PAGE EXCERPT
== == ==

March 6, 2022 2 min read

Custom Neural Voice: Creating Brand-Specific AI Voices

Azure Speech Services AI Text-to-Speech Custom Voice

Custom Neural Voice allows organizations to create unique, brand-specific synthetic voices. This capability transforms how businesses interact with customers through voice applications.

Understanding Custom Neural Voice

Custom Neural Voice uses deep neural networks to create natural-sounding synthetic voices from audio recordings. Unlike traditional text-to-speech that sounds robotic, neural voices capture nuances like:

Natural intonation and rhythm
Emotional expression
Speaking style variations
Accent and pronunciation patterns

Prerequisites

Before creating a custom voice, you need:

Audio recordings: 300-2000 high-quality recordings
Transcriptions: Matching text for each recording
Azure Speech resource: With Custom Neural Voice access
Legal consent: Written consent from the voice talent

Recording Guidelines

Quality recordings are essential for good results:

Technical Requirements:
- Format: WAV, mono channel
- Sample rate: 24kHz or higher
- Bit depth: 16-bit
- Noise floor: Below -50dB
- Duration: 3-15 seconds per recording
- Environment: Professional recording studio or treated room

Recording script best practices:

# Script selection criteria
script_requirements = {
    "phonetic_coverage": "Include all phonemes in target language",
    "prosodic_variety": "Questions, statements, exclamations",
    "domain_vocabulary": "Include domain-specific terms",
    "natural_flow": "Complete sentences, natural phrasing",
    "avoid": ["Tongue twisters", "Unusual abbreviations", "Foreign words"]
}

Creating a Custom Voice Project

Use Speech Studio or the API:

import requests
import json
import os

speech_key = os.environ["SPEECH_KEY"]
speech_region = os.environ["SPEECH_REGION"]
base_url = f"https://{speech_region}.api.cognitive.microsoft.com"

headers = {
    "Ocp-Apim-Subscription-Key": speech_key,
    "Content-Type": "application/json"
}

# Create a new voice project
project_payload = {
    "displayName": "Contoso Brand Voice",
    "description": "Professional voice for customer service applications",
    "projectKind": "CustomVoice",
    "locale": "en-US"
}

response = requests.post(
    f"{base_url}/speechtotext/v3.0/projects",
    headers=headers,
    json=project_payload
)

== == ==

INFORMATION SUPPLIED
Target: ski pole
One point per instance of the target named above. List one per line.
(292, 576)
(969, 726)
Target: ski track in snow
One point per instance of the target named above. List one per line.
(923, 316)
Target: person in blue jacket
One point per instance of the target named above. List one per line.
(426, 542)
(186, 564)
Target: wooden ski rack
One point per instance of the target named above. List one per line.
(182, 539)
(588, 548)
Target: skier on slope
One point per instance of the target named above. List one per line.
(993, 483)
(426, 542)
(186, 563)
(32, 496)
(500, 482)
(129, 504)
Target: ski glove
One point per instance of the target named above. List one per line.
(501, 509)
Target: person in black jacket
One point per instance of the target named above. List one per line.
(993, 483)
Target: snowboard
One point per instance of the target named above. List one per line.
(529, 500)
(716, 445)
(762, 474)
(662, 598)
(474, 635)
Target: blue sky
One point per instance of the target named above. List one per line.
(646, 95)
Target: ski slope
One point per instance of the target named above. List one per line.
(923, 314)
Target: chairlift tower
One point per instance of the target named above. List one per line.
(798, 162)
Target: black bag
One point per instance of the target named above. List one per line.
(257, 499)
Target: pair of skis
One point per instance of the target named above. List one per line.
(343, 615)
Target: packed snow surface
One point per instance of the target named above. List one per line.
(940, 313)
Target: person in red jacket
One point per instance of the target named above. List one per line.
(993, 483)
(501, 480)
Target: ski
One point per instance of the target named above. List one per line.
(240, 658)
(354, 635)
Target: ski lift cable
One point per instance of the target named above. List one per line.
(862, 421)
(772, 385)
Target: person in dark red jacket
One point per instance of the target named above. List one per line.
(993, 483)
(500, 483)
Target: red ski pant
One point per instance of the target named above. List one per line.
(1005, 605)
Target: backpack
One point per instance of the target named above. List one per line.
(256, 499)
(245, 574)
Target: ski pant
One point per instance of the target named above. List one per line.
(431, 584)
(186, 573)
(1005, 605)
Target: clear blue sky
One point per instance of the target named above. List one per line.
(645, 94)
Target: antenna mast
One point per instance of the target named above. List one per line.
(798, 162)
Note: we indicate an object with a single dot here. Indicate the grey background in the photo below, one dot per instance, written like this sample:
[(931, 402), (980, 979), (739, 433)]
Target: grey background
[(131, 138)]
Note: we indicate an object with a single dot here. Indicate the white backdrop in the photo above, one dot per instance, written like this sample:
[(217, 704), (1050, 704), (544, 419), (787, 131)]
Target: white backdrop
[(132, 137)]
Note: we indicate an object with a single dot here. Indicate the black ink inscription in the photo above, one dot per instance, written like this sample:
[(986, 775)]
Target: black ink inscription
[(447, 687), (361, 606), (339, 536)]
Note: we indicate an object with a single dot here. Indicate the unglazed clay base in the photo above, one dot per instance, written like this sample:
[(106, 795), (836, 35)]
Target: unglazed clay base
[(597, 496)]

== == ==

GIVEN TASK 1
From the Custom Neural Voice page, list everything it says you need before creating a custom voice.
GIVEN TASK 2
Resume the Custom Neural Voice page right after its last line.

TASK RESPONSE 1
- Audio recordings: 300-2000 high-quality recordings
- Transcriptions: Matching text for each recording
- Azure Speech resource: With Custom Neural Voice access
- Legal consent: Written consent from the voice talent

TASK RESPONSE 2
project = response.json()
project_id = project["self"].split("/")[-1]
print(f"Project created: {project_id}")

Uploading Training Data

Upload audio and transcription files:

from azure.storage.blob import BlobServiceClient, generate_blob_sas, BlobSasPermissions
from datetime import datetime, timedelta

def upload_training_data(audio_folder, transcription_file):
    # Upload to Azure Blob Storage
    blob_service = BlobServiceClient.from_connection_string(
        os.environ["STORAGE_CONNECTION_STRING"]
    )

    container_name = "voice-training-data"
    container_client = blob_service.get_container_client(container_name)

    # Upload audio files
    audio_files = []
    for filename in os.listdir(audio_folder):
        if filename.endswith(".wav"):
            blob_client = container_client.get_blob_client(f"audio/{filename}")
            with open(os.path.join(audio_folder, filename), "rb") as f:
                blob_client.upload_blob(f, overwrite=True)
            audio_files.append(filename)

    # Upload transcription file
    blob_client = container_client.get_blob_client("transcription.txt")
    with open(transcription_file, "rb") as f:
        blob_client.upload_blob(f, overwrite=True)

    # Generate SAS URL for Speech Service
    sas_token = generate_blob_sas(
        account_name=blob_service.account_name,
        container_name=container_name,
        blob_name="",
        permission=BlobSasPermissions(read=True, list=True),
        expiry=datetime.utcnow() + timedelta(hours=24)
    )

    return f"https://{blob_service.account_name}.blob.core.windows.net/{container_name}?{sas_token}"

# Transcription file format (tab-separated):
# audio_filename.wav\tTranscription text for the audio file.

Training the Voice Model

Start the training process:

def create_voice_model(project_id, dataset_id, model_name):
    training_payload = {
        "displayName": model_name,
        "description": "Custom neural voice model",
        "datasets": [
            {"datasetId": dataset_id}
        ],
        "locale": "en-US",
        "properties": {
            "voiceType": "NeuralTTS"
        }
    }

    response = requests.post(
        f"{base_url}/customvoice/models",
        headers=headers,
        json=training_payload
    )

    model = response.json()
    return model["id"]

# Training typically takes 20-40 compute hours
# Monitor status
def check_training_status(model_id):
    response = requests.get(
        f"{base_url}/customvoice/models/{model_id}",
        headers=headers
    )

    model = response.json()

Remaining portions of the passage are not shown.